Records listed in a dataset:
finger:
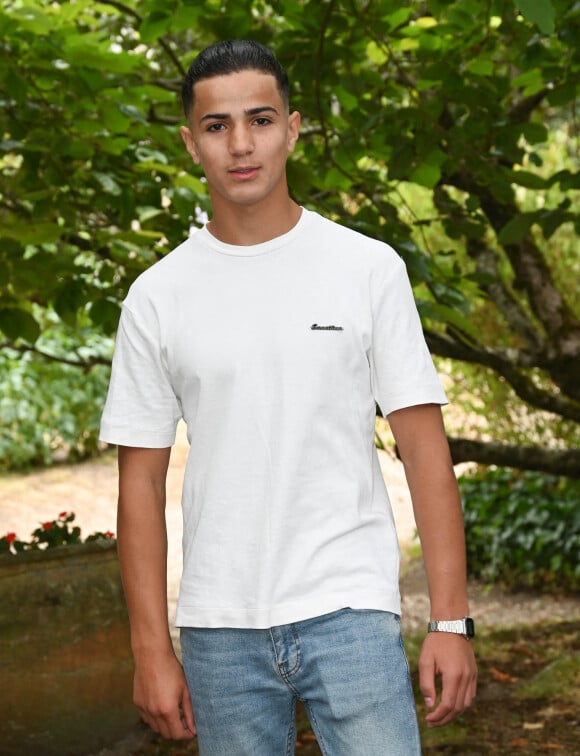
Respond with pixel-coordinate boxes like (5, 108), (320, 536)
(181, 686), (197, 735)
(426, 675), (473, 727)
(419, 659), (437, 709)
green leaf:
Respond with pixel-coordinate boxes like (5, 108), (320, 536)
(417, 299), (478, 339)
(0, 307), (40, 344)
(54, 279), (85, 325)
(514, 0), (555, 34)
(0, 221), (63, 244)
(497, 213), (536, 244)
(506, 171), (548, 189)
(89, 297), (121, 333)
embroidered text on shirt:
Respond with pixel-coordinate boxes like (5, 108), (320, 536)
(310, 323), (344, 331)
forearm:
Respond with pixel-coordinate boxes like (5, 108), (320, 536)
(117, 449), (172, 659)
(389, 405), (468, 619)
(407, 460), (469, 619)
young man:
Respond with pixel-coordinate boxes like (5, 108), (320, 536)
(102, 40), (476, 756)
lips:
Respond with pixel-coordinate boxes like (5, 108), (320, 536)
(229, 165), (259, 180)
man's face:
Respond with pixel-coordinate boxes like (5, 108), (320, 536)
(181, 70), (300, 213)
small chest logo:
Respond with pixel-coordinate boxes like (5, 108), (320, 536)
(310, 323), (344, 331)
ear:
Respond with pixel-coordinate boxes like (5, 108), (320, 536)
(288, 110), (300, 152)
(179, 126), (199, 165)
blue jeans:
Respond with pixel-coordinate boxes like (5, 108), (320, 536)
(181, 609), (421, 756)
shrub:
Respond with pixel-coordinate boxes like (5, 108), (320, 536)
(0, 329), (112, 471)
(459, 469), (580, 591)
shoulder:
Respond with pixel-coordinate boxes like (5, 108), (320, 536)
(308, 210), (405, 273)
(125, 226), (202, 302)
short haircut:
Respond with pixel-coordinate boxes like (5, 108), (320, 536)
(181, 39), (290, 118)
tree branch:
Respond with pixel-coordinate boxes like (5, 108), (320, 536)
(448, 438), (580, 478)
(425, 330), (580, 423)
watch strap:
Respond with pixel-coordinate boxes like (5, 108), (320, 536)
(427, 617), (475, 639)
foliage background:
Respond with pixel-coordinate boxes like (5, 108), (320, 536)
(0, 0), (580, 475)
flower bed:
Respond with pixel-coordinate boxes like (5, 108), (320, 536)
(0, 512), (138, 756)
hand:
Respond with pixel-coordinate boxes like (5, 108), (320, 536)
(133, 653), (196, 740)
(419, 633), (477, 727)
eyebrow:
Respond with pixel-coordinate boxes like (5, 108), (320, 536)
(199, 105), (280, 123)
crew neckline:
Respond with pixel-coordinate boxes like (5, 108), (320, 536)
(196, 207), (311, 257)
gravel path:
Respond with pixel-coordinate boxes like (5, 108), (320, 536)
(0, 426), (580, 641)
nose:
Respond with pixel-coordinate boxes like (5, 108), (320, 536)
(229, 125), (254, 155)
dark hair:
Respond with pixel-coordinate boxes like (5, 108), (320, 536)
(181, 39), (290, 118)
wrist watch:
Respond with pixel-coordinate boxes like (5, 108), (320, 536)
(427, 617), (475, 640)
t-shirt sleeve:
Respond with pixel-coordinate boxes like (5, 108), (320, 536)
(99, 305), (181, 448)
(370, 255), (447, 417)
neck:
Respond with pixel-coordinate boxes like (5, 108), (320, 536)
(207, 196), (302, 247)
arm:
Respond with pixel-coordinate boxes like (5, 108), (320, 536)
(388, 404), (477, 727)
(117, 446), (195, 740)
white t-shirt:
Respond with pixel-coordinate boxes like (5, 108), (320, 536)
(101, 210), (446, 628)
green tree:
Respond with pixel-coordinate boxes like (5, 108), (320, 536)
(0, 0), (580, 475)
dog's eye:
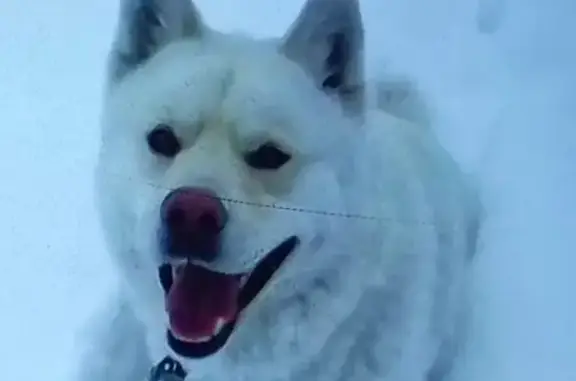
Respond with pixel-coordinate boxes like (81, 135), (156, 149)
(146, 124), (182, 158)
(244, 143), (292, 170)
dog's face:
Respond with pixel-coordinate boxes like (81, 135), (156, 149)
(98, 0), (362, 374)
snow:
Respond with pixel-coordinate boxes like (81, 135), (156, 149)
(0, 0), (576, 381)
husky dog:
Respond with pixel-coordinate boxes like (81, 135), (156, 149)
(78, 0), (480, 381)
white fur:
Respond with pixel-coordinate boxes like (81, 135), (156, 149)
(78, 0), (480, 381)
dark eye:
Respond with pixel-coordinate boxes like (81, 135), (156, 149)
(146, 124), (182, 158)
(244, 143), (292, 170)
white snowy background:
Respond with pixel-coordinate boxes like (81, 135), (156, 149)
(0, 0), (576, 381)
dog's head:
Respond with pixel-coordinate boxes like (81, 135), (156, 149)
(98, 0), (363, 374)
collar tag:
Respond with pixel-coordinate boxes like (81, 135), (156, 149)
(148, 356), (186, 381)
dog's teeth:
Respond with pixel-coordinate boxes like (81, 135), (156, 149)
(188, 336), (212, 343)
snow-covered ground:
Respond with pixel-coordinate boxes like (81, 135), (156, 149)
(0, 0), (576, 381)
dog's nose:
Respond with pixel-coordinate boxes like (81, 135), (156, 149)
(160, 187), (227, 262)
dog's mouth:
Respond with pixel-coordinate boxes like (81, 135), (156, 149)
(159, 236), (299, 358)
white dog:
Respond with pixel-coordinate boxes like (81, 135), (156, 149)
(78, 0), (480, 381)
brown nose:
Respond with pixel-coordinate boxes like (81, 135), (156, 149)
(160, 187), (227, 262)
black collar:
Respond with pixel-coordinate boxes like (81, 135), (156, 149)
(148, 356), (186, 381)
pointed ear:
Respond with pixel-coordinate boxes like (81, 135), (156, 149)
(110, 0), (204, 82)
(280, 0), (364, 114)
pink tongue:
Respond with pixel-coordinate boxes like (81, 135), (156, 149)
(166, 264), (240, 340)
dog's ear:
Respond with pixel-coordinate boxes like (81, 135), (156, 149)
(109, 0), (204, 82)
(280, 0), (364, 114)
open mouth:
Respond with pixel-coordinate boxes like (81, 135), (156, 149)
(159, 236), (299, 358)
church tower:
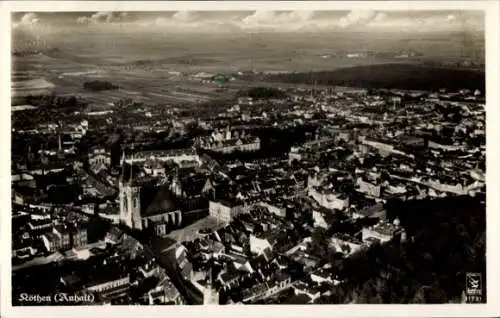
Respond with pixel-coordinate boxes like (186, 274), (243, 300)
(119, 148), (142, 230)
(203, 268), (219, 305)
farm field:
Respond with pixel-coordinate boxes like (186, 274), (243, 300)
(11, 55), (236, 107)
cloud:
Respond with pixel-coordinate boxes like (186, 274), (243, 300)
(236, 11), (314, 29)
(76, 12), (127, 24)
(339, 11), (387, 29)
(172, 11), (199, 22)
(66, 10), (484, 33)
(13, 13), (40, 28)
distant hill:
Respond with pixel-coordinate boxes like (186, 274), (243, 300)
(265, 63), (485, 91)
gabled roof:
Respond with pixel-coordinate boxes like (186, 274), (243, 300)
(141, 184), (178, 217)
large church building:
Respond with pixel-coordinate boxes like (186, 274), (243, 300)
(119, 168), (182, 236)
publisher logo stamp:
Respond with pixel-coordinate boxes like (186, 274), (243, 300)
(465, 273), (483, 303)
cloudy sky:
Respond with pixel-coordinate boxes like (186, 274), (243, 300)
(12, 11), (484, 33)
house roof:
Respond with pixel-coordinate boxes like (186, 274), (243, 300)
(141, 184), (178, 217)
(283, 294), (312, 305)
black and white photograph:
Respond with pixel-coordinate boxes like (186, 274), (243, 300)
(2, 1), (498, 316)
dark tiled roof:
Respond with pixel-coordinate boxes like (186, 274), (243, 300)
(283, 294), (312, 305)
(141, 184), (177, 216)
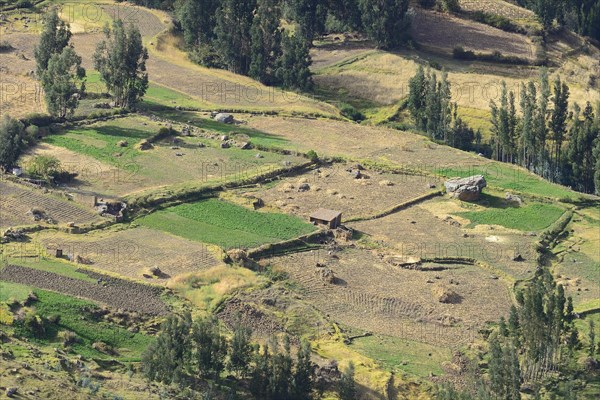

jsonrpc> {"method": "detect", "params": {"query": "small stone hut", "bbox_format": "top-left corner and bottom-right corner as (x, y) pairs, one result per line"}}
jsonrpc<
(310, 208), (342, 229)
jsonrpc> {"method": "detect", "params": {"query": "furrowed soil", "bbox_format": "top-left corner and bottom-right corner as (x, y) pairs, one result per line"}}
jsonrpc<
(0, 265), (168, 315)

• What to produce:
Convert the records above into a two-column CSV with the headers "request" and "response", one row per request. Enclose each field in quotation marks, replace line breaks with spaces, and omit the pictures.

• Written solution:
request,response
"finger: Respond with pixel-coordinate boxes like (5, 108), (320, 536)","(181, 686), (197, 735) (426, 675), (473, 727) (419, 659), (437, 709)"
"green leaf: Respond with pixel-coordinate boxes like (5, 108), (320, 536)","(417, 299), (478, 339) (0, 307), (40, 344) (54, 279), (85, 325) (514, 0), (555, 34) (0, 221), (63, 244) (497, 213), (536, 244) (506, 171), (548, 189) (89, 297), (121, 333)"
"embroidered text on shirt: Respond with pixel-coordinate boxes like (5, 108), (320, 536)","(310, 323), (344, 331)"
"forearm: Respond with pixel-coordinate boxes like (5, 108), (320, 536)","(117, 449), (172, 659) (389, 405), (468, 619) (407, 460), (469, 619)"
"young man: Respond with pixel-coordinate boxes like (5, 108), (320, 536)","(102, 40), (476, 756)"
"lips: Respond with pixel-coordinate boxes like (5, 108), (320, 536)","(229, 165), (259, 180)"
"man's face: Respond with pixel-coordinate boxes like (5, 108), (320, 536)","(181, 70), (300, 213)"
"small chest logo: Respond with pixel-coordinate boxes like (5, 108), (320, 536)","(310, 323), (344, 331)"
"ear: Respond with pixel-coordinate boxes like (5, 108), (320, 536)","(288, 110), (300, 152) (179, 126), (199, 165)"
"blue jeans: Respond with pixel-coordinate boxes like (5, 108), (320, 536)","(181, 609), (421, 756)"
"shrub: Respond with pixel-coordinate boxes like (5, 108), (320, 536)","(0, 329), (112, 471) (459, 469), (580, 591)"
"shoulder: Respond with pixel-coordinate boxes like (5, 108), (320, 536)","(308, 210), (405, 273) (125, 226), (202, 302)"
"short haircut: Respond with pixel-coordinate boxes like (5, 108), (320, 536)","(181, 39), (290, 118)"
"tree branch: Respond with pixel-coordinate boxes like (5, 108), (320, 536)","(448, 438), (580, 478) (425, 330), (580, 423)"
"watch strap: Respond with pixel-coordinate boxes like (5, 108), (320, 536)","(427, 617), (475, 639)"
"foliage background: Respond with pixel-coordinate boxes like (5, 108), (320, 536)","(0, 0), (580, 475)"
"flower bed: Respond with pixel-coordinate boxes like (5, 108), (320, 536)","(0, 512), (138, 756)"
"hand: Respond with pixel-coordinate boxes like (5, 108), (320, 536)","(133, 653), (196, 740) (419, 633), (477, 727)"
"eyebrow: Respond with pixel-coordinate boxes like (5, 108), (320, 536)","(199, 105), (280, 123)"
"crew neckline: Respond with pixel-coordinate boxes like (5, 108), (320, 536)","(196, 207), (311, 257)"
"gravel path: Respond with pixel-coordinate boxes like (5, 108), (320, 536)","(0, 426), (580, 641)"
"nose: Respond with pixel-coordinate boxes like (5, 108), (320, 536)","(229, 125), (254, 155)"
"dark hair: Respond with pixel-coordinate boxes like (5, 108), (320, 536)","(181, 39), (290, 118)"
"wrist watch: Respond with pixel-coordinate boxes like (5, 108), (320, 536)","(427, 617), (475, 640)"
"t-shirt sleeve: Respond with pixel-coordinate boxes like (5, 108), (320, 536)","(99, 305), (181, 448) (370, 255), (447, 417)"
"neck: Respond with pixel-coordinate boxes like (5, 108), (320, 536)","(207, 196), (302, 247)"
"arm: Respond with pixel-coordinate boxes like (5, 108), (320, 536)","(388, 404), (477, 727) (117, 446), (195, 740)"
"white t-shirt: Respond with pixel-coordinate boxes like (5, 108), (320, 536)","(101, 210), (446, 628)"
"green tree: Respond with pixel-coordinate boxes like (5, 108), (320, 536)","(0, 0), (580, 475)"
"dog's eye: Respond with pixel-coordinate boxes like (81, 135), (156, 149)","(146, 124), (182, 158) (244, 143), (292, 170)"
"dog's face: Respond with pixel-coordinate boxes like (81, 135), (156, 149)","(98, 0), (362, 374)"
"snow: Respond with pixel-coordinate boxes like (81, 135), (156, 149)","(0, 0), (576, 381)"
"husky dog: Respond with pixel-coordinate boxes like (81, 135), (156, 149)","(78, 0), (480, 381)"
"white fur: Respond with pixel-coordinate boxes like (81, 135), (156, 149)","(78, 0), (480, 381)"
"dark eye: Respond with pixel-coordinate boxes like (81, 135), (156, 149)","(146, 124), (182, 158) (244, 143), (292, 170)"
"white snowy background: Respond with pixel-coordinate boxes like (81, 135), (156, 149)","(0, 0), (576, 381)"
"dog's head: Respond with pixel-coordinate boxes like (81, 135), (156, 149)","(98, 0), (363, 374)"
"collar tag: Respond with pixel-coordinate boxes like (81, 135), (156, 149)","(148, 356), (186, 381)"
"dog's teeth: Respond with pixel-coordinate boxes like (81, 135), (156, 149)","(188, 336), (212, 343)"
"snow-covered ground: Respond with pixel-coordinate boxes like (81, 135), (156, 149)","(0, 0), (576, 381)"
"dog's nose: Respond with pixel-coordinate boxes like (81, 135), (156, 149)","(160, 187), (227, 262)"
"dog's mouth: Respond with pixel-coordinate boxes like (81, 135), (156, 149)","(159, 236), (299, 358)"
"white dog: Respond with pixel-coordinate boxes like (81, 135), (156, 149)","(78, 0), (480, 381)"
"brown nose: Respond with pixel-coordinate boxes like (81, 135), (156, 149)","(160, 187), (227, 262)"
"black collar: Respond with pixel-coordinate boxes like (81, 135), (156, 149)","(148, 356), (186, 381)"
"pointed ear: Respond with pixel-coordinate boxes like (81, 135), (156, 149)","(110, 0), (204, 82) (280, 0), (364, 114)"
"pink tongue: Respond with pixel-coordinate boxes like (81, 135), (156, 149)","(166, 264), (240, 340)"
"dog's ear: Respond with pixel-coordinate boxes like (81, 135), (156, 149)","(109, 0), (204, 82) (280, 0), (364, 114)"
"open mouth: Respond with pixel-coordinate boxes like (81, 135), (156, 149)","(159, 236), (299, 358)"
"church tower: Respond with pixel-coordinate boxes like (186, 274), (243, 300)","(119, 148), (142, 230) (203, 268), (219, 305)"
"farm field: Respond with pixel-coordinate boxes like (186, 274), (243, 300)","(11, 55), (236, 107)"
"cloud: Respond with pixel-coordinate boxes like (186, 274), (243, 300)","(236, 11), (314, 29) (76, 12), (127, 24) (339, 11), (387, 29) (172, 11), (199, 22) (66, 10), (484, 33) (13, 13), (40, 28)"
"distant hill: Respond with pixel-coordinate boxes like (186, 274), (243, 300)","(265, 63), (485, 91)"
"gabled roof: Respond with pixel-coordinate boxes like (186, 274), (243, 300)","(141, 184), (178, 217)"
"large church building: Respond with pixel-coordinate boxes like (186, 274), (243, 300)","(119, 168), (182, 236)"
"publisher logo stamp: Respond with pixel-coordinate boxes like (186, 274), (243, 300)","(465, 273), (483, 303)"
"cloudy sky: Respond with pixel-coordinate boxes like (186, 274), (243, 300)","(12, 11), (484, 33)"
"house roof: Respond with pixel-coordinate boxes like (186, 274), (243, 300)","(141, 184), (178, 217) (283, 294), (312, 305)"
"black and white photograph: Respond with pixel-coordinate boxes like (186, 274), (243, 300)","(2, 1), (498, 316)"
"dark tiled roof: Respond with pixel-coordinate boxes like (186, 274), (243, 300)","(283, 294), (312, 305) (141, 184), (177, 216)"
"jsonrpc> {""method"": ""detect"", ""params"": {""query"": ""small stone hut"", ""bbox_format"": ""top-left corner and bottom-right corner as (x, y) pairs, one result per line""}} jsonrpc<","(310, 208), (342, 229)"
"jsonrpc> {""method"": ""detect"", ""params"": {""query"": ""furrowed soil"", ""bbox_format"": ""top-left corner and bottom-right corner as (x, y) pairs, one result per line""}} jsonrpc<","(0, 265), (168, 315)"